Directions for this task: In the passage on airway defect repair, copy the text starting with "The patch was" and going on through "the repaired defect.", substituting "graft" for each occurrence of "patch".

Passage for review:
The patch was applied to a defect 1.5 x 1.5 cm after breakdown of anastomosis after carinal pneumonectomy. Omentum was applied over the patch; this was further buttressed, and the space was filled with a subscapular muscle flap. To further obliterate the space, complementary thoracoplasty was performed. The leak healed, and ciliated respiratory epithelium was eventually found to cover the repaired defect.
Closure of a defect such as this with an omental flap, especially with further use of a muscle flap plus thoracoplasty to obliterate residual space, would in most cases suffice to seal the defect successfully. Epithelium undoubtedly migrates from the respiratory epithelium of the surrounding trachea and bronchus to cover the scar that forms over the mesenchymally repaired defect. Epithelization occurs over vascularized autogenous flaps used over smaller defects in trachea and bronchi. Whether the graft actually survived or the tissue ultimately seen was partly or entirely scar that would form over the mesenchymal bed of omentum is not demonstrated.
One must also question placement of a free graft of any tissue over an area that is still contaminated, even if not grossly infected, by the bacteria that necessarily are present in such a situation, despite all cleanup treatment before repair. More to the point, however, is the fact that defects of this sort have long been closed by vascularized pedicled autogenous tissues (omentum, pericardium, intercostal muscle, and other muscle flaps). Addition of an engineered tissue graft seems superfluous.
The potential of bioengineering to produce tracheal replacement segments in the future is a goal worthy of continued research attention nonetheless.

Source information:
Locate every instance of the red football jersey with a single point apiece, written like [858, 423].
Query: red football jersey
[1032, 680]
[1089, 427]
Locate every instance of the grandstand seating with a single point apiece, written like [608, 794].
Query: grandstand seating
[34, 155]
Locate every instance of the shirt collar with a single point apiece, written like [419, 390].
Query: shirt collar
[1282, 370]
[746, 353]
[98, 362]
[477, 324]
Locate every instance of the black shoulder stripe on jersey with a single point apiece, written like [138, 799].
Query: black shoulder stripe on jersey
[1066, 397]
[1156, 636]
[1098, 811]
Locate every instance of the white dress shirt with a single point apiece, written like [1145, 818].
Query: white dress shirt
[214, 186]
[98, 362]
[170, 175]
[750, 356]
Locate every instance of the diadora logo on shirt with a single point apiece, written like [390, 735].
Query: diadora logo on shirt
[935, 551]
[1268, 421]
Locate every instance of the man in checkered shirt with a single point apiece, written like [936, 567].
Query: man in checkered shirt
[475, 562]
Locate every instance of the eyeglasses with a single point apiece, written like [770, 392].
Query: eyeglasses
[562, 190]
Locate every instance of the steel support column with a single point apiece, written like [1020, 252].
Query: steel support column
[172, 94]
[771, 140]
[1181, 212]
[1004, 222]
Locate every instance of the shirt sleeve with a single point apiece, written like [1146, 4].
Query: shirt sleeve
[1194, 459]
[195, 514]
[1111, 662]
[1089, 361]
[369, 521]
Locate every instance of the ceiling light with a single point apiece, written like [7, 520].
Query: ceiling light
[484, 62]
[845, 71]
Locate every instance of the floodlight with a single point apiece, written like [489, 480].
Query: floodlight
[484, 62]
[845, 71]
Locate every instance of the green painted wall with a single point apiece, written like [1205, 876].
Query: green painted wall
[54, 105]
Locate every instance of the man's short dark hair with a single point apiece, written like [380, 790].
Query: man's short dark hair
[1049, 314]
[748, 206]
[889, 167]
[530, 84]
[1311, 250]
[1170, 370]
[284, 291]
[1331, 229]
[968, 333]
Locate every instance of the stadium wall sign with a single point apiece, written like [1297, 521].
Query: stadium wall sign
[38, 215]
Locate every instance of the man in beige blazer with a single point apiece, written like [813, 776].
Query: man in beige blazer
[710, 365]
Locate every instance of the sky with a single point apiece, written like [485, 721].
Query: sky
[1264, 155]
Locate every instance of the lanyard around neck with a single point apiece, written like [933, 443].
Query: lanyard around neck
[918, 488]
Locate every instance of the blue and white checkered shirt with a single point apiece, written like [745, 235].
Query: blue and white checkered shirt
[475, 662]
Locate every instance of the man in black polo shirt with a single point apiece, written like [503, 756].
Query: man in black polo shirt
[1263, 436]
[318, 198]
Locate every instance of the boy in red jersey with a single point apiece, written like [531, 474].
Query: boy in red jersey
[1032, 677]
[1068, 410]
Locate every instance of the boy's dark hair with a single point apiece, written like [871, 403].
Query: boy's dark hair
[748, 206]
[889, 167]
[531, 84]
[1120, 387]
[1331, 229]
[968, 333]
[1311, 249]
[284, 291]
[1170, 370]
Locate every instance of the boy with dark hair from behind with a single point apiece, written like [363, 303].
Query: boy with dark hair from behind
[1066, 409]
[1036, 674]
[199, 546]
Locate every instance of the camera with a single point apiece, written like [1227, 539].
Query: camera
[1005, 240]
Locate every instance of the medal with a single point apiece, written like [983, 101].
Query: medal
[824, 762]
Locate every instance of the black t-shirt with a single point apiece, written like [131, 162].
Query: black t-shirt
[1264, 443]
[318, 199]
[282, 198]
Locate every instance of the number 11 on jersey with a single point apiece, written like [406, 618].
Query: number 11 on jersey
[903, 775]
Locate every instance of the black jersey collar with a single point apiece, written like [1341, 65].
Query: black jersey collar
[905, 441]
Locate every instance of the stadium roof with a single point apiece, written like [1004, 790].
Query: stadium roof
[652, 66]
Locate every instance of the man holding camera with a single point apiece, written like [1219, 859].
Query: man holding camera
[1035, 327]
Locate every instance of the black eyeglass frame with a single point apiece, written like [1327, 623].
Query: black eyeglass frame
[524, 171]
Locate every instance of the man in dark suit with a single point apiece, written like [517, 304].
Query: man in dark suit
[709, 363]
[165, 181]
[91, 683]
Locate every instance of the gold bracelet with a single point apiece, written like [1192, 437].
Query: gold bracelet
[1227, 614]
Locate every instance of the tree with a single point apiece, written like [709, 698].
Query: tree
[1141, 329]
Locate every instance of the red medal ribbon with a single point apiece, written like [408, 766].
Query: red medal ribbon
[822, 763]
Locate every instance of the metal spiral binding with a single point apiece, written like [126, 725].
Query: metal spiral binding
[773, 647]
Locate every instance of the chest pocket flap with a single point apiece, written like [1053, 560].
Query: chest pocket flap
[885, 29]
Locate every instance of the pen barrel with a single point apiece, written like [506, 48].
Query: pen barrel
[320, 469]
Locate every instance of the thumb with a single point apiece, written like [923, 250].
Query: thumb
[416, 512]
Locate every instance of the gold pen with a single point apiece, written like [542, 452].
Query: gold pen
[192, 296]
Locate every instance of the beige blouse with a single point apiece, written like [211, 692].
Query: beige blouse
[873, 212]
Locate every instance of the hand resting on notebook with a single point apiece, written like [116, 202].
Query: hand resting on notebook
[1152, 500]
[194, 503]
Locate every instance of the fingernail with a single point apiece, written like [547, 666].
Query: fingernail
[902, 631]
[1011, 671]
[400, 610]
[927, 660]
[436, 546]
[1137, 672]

Expected answer:
The graft was applied to a defect 1.5 x 1.5 cm after breakdown of anastomosis after carinal pneumonectomy. Omentum was applied over the graft; this was further buttressed, and the space was filled with a subscapular muscle flap. To further obliterate the space, complementary thoracoplasty was performed. The leak healed, and ciliated respiratory epithelium was eventually found to cover the repaired defect.